### PROVIDED PASSAGE
<<<<

With Economy in Upswing, Employers Now Fighting to Hire Skilled Veterans

A soldier gets job application advice at a Hire Our Heroes veteran employment event.

The improving job market for veterans and transitioning service members has set off a competition among employers for those with skills that easily translate into the private sector, according to a military-to-civilian recruiting firm.

"Companies are fighting a war for talent" as both the civilian and non-civilian unemployment rates have dipped below four percent, said Matt Disher, a senior vice president with RecruitMilitary, a firm that seeks to connect employers with "high-talent" veterans.

Disher said organizations are now competing against each other to land talented vets.

RecruitMilitary, a subsidiary of Bradley-Morris, Inc., bills itself as "the leading military recruiting firm specializing in transitioning military and veteran talent."

>>>>

### EXTRACTED MATERIAL
<<<<

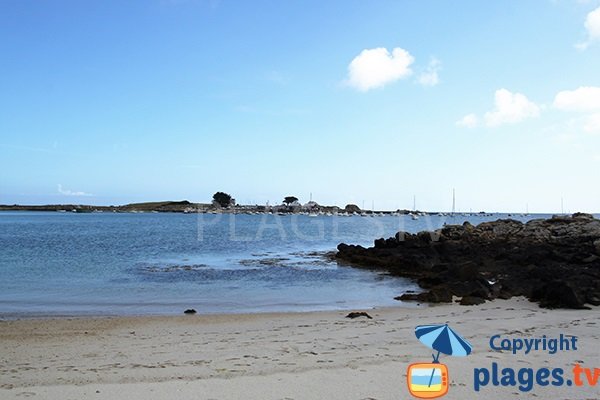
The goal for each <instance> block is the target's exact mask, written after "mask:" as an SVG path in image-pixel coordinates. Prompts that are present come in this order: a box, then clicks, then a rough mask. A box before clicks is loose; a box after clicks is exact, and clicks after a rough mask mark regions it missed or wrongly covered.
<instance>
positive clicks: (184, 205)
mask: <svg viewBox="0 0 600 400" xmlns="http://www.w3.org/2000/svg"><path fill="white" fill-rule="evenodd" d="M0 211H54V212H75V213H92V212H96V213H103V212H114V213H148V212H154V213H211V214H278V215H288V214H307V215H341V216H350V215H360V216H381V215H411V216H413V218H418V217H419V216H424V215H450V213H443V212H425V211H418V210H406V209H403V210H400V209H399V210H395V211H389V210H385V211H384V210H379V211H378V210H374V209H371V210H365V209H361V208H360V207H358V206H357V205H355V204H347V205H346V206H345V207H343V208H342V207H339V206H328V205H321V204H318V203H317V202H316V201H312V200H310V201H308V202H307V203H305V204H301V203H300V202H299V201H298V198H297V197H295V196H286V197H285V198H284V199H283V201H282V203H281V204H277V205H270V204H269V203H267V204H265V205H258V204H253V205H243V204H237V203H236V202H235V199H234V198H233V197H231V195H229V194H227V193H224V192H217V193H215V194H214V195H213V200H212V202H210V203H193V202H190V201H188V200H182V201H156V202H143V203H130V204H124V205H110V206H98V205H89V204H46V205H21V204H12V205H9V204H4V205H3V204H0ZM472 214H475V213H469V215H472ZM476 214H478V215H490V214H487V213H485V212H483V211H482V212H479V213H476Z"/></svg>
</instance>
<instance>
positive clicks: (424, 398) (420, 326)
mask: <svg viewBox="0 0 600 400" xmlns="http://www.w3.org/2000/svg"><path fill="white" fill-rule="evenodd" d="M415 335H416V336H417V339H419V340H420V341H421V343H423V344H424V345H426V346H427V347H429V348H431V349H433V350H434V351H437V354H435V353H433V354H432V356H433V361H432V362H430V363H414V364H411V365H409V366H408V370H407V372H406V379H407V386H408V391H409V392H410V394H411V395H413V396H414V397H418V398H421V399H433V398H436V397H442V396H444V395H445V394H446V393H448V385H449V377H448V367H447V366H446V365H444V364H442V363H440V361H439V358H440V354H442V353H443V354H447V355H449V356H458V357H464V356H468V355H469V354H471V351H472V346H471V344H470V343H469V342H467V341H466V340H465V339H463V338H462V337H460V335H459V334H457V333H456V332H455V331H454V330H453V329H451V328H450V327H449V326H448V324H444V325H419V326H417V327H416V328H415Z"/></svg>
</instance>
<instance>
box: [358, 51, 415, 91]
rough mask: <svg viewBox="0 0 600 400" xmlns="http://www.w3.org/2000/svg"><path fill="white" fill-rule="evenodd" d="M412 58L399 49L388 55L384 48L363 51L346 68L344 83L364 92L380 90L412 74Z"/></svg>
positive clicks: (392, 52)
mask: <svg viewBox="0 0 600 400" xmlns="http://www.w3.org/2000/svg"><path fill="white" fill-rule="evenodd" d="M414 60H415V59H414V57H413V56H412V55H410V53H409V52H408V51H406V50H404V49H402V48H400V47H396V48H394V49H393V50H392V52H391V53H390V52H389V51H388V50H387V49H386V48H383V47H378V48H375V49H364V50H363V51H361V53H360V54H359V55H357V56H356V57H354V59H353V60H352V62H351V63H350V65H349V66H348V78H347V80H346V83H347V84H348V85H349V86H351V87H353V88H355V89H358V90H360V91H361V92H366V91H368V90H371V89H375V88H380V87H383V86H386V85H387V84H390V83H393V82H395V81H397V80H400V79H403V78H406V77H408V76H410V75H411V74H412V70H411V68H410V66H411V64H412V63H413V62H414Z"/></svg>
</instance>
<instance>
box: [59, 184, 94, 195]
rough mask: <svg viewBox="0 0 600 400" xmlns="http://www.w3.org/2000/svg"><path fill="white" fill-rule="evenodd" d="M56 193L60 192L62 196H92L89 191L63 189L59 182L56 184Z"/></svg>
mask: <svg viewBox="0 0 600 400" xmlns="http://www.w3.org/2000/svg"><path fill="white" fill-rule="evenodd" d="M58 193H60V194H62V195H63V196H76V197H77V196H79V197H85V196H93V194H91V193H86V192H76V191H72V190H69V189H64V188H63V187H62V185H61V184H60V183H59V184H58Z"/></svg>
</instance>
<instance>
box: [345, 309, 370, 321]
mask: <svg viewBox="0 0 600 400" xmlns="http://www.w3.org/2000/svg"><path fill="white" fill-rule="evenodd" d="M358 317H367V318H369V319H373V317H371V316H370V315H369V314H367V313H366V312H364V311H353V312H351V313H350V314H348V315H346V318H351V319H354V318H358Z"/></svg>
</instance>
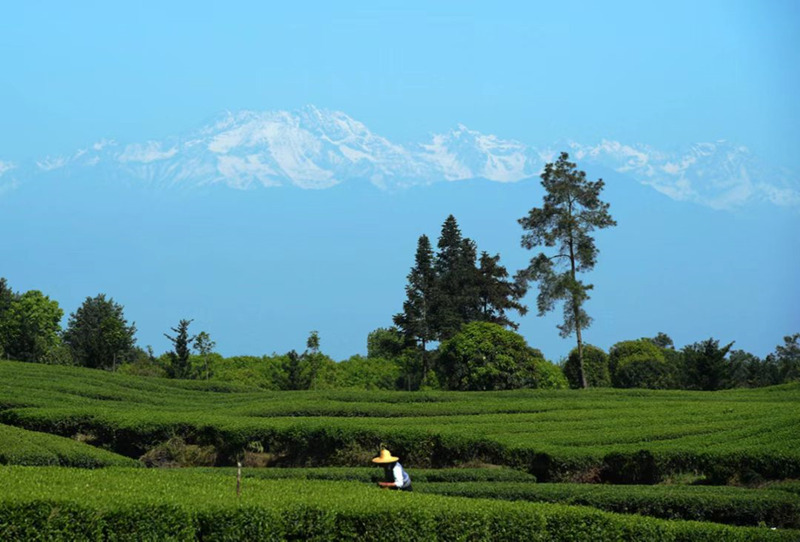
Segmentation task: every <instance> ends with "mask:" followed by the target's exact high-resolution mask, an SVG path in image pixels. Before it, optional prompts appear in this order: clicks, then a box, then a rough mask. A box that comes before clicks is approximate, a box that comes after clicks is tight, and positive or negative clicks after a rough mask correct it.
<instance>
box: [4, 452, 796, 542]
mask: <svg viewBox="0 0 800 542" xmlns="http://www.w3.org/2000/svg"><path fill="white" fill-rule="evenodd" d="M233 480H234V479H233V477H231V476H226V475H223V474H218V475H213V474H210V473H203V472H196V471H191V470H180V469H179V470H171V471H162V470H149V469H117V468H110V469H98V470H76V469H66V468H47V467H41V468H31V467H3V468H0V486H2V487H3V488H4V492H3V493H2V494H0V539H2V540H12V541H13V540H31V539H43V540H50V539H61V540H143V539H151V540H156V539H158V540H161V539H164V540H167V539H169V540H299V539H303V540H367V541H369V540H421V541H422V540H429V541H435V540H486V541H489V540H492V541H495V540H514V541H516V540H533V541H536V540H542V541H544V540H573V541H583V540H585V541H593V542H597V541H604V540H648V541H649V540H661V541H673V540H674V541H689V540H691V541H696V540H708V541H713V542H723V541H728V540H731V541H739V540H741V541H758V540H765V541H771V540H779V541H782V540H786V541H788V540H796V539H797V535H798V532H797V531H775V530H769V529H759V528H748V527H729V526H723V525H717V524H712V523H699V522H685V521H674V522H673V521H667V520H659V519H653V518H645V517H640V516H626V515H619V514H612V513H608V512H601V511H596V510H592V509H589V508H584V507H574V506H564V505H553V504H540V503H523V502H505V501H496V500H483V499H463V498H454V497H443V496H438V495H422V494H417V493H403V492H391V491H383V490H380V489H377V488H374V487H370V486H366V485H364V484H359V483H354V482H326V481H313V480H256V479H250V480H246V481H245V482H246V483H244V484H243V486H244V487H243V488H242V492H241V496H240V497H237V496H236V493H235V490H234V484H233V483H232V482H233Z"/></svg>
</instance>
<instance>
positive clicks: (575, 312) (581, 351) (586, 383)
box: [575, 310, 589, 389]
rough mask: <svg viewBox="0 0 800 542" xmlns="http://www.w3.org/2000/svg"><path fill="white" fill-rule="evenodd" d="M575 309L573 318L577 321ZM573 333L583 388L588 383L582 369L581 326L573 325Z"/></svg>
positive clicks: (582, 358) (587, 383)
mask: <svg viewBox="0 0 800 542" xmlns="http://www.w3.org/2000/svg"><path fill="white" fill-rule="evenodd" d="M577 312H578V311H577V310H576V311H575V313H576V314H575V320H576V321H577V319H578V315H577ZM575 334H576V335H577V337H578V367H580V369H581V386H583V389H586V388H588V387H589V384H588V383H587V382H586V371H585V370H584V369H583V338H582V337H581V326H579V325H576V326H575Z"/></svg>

>>>>
<<<<

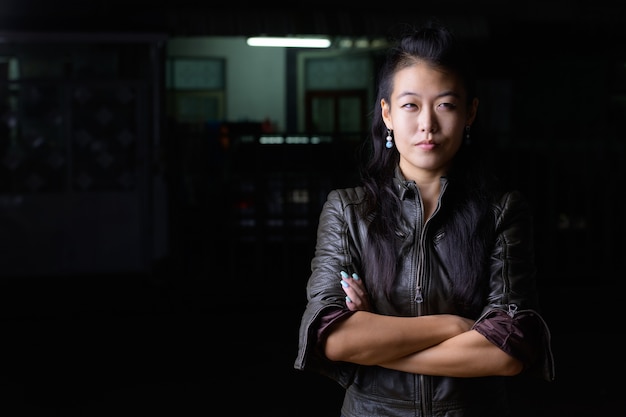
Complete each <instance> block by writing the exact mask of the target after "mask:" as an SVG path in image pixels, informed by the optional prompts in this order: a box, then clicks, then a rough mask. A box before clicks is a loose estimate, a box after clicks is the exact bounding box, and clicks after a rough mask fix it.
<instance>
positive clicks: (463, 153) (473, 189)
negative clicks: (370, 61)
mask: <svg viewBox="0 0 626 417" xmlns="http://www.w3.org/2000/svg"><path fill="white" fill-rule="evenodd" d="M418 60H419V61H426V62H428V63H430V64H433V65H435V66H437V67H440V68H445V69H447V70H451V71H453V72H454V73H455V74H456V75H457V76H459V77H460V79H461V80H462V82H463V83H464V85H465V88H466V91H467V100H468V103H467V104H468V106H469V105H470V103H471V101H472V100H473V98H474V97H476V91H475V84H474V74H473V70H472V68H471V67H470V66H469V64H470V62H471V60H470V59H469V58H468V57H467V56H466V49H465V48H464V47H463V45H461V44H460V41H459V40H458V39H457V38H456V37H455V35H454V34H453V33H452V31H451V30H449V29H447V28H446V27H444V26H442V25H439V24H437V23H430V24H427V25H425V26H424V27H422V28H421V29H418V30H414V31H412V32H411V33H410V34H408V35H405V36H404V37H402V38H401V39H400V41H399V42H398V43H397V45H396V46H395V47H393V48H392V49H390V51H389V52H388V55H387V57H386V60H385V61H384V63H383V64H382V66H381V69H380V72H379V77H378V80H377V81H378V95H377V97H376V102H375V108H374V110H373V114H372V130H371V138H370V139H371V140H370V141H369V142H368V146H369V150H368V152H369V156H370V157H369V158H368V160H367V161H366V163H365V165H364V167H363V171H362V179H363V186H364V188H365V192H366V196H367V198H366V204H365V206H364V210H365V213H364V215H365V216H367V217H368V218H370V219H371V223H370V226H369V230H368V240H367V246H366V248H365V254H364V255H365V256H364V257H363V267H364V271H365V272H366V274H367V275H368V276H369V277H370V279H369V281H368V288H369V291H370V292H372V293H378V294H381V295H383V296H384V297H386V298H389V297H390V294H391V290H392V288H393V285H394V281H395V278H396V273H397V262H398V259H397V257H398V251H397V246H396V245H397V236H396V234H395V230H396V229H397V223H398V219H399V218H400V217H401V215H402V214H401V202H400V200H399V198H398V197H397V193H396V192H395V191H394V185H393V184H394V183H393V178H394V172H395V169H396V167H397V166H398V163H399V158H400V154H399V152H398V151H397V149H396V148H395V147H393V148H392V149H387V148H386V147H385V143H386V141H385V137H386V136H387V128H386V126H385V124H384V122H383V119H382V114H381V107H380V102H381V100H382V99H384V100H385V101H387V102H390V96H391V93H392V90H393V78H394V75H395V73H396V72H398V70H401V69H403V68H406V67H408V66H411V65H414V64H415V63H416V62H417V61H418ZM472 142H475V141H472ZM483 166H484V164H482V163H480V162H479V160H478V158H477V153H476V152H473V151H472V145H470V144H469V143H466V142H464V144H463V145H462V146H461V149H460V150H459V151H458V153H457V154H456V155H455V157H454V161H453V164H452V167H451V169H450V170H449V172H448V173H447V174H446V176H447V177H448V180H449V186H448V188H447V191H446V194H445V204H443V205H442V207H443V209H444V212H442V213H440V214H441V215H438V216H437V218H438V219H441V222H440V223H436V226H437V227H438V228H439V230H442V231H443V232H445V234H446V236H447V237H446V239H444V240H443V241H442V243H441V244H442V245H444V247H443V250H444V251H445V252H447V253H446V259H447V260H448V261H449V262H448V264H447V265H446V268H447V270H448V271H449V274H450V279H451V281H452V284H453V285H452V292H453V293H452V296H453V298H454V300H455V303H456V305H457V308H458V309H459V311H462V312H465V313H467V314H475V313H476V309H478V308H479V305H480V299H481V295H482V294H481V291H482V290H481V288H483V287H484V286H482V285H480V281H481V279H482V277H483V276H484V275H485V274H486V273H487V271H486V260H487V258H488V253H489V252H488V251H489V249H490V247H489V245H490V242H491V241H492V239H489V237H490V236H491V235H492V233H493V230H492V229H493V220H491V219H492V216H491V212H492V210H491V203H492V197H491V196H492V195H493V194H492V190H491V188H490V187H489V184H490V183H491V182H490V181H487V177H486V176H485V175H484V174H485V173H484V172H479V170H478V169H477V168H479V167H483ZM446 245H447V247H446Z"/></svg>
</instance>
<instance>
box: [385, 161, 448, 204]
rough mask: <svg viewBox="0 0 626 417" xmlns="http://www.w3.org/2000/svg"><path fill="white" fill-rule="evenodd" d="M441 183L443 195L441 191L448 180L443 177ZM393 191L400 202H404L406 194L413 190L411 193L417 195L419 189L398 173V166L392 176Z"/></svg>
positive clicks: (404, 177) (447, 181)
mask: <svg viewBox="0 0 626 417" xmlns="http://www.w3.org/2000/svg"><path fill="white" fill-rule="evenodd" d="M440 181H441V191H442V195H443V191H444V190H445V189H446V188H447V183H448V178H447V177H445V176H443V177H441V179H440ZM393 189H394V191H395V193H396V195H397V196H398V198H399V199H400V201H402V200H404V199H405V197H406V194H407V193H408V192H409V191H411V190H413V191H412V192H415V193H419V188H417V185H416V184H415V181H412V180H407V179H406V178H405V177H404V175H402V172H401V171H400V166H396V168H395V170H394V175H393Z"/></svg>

>>>>

### TASKS TO COMPLETE
1. Summarize the veterans hiring article in two sentences.
2. Translate this sentence from the veterans hiring article into Spanish: "Disher said organizations are now competing against each other to land talented vets."
3. Carry the article on employers competing to hire skilled veterans forward from its last sentence.

### ANSWER SET
1. According to the military-to-civilian recruiting firm RecruitMilitary, the improving job market for veterans and transitioning service members has started a competition among employers for those whose skills translate easily into the private sector. Senior vice president Matt Disher said that with both the civilian and non-civilian unemployment rates below four percent, companies are "fighting a war for talent" and now compete against each other to land talented veterans.

2. Disher dijo que las organizaciones ahora compiten entre sí para contratar a veteranos talentosos.

3.
The company will participate this week in a jobs fair sponsored by Farmers Insurance at Levi's Stadium in Santa Clara, California.

Disher said that some 250 to 300 veterans, military spouses, transitioning military personnel, and National Guard and Reserve members were expected to attend to meet with representatives of about 52 firms who will be exhibiting.

The event will take place amid a changing climate in the jobs market as employers seek to take advantage of the booming economy. And companies are gradually becoming more aware of the talent pool that exists among veterans and transitioning service members that could help their firms grow, Disher said.

"A lot of the large companies, a lot of the ones that have needed this talent all along, they now realize the asset of hiring from the military," said Disher, a former Marine sergeant and combat engineer.

The purpose of the job fairs, which RecruitMilitary participates in at the rate of about 100 a year, is two-fold, he said.

The first objective, Disher said, is to put the employer and the veteran on the same wavelength. Disher cited the example of military aircraft mechanics.

"The airlines are looking for skilled mechanics to work on aircraft," he said. "What better place to go than the military -- where people operate in a zero-fail environment -- to grab somebody used to working on jet aircraft?"

The second objective is to get the veterans and transitioning service members into networking, he said.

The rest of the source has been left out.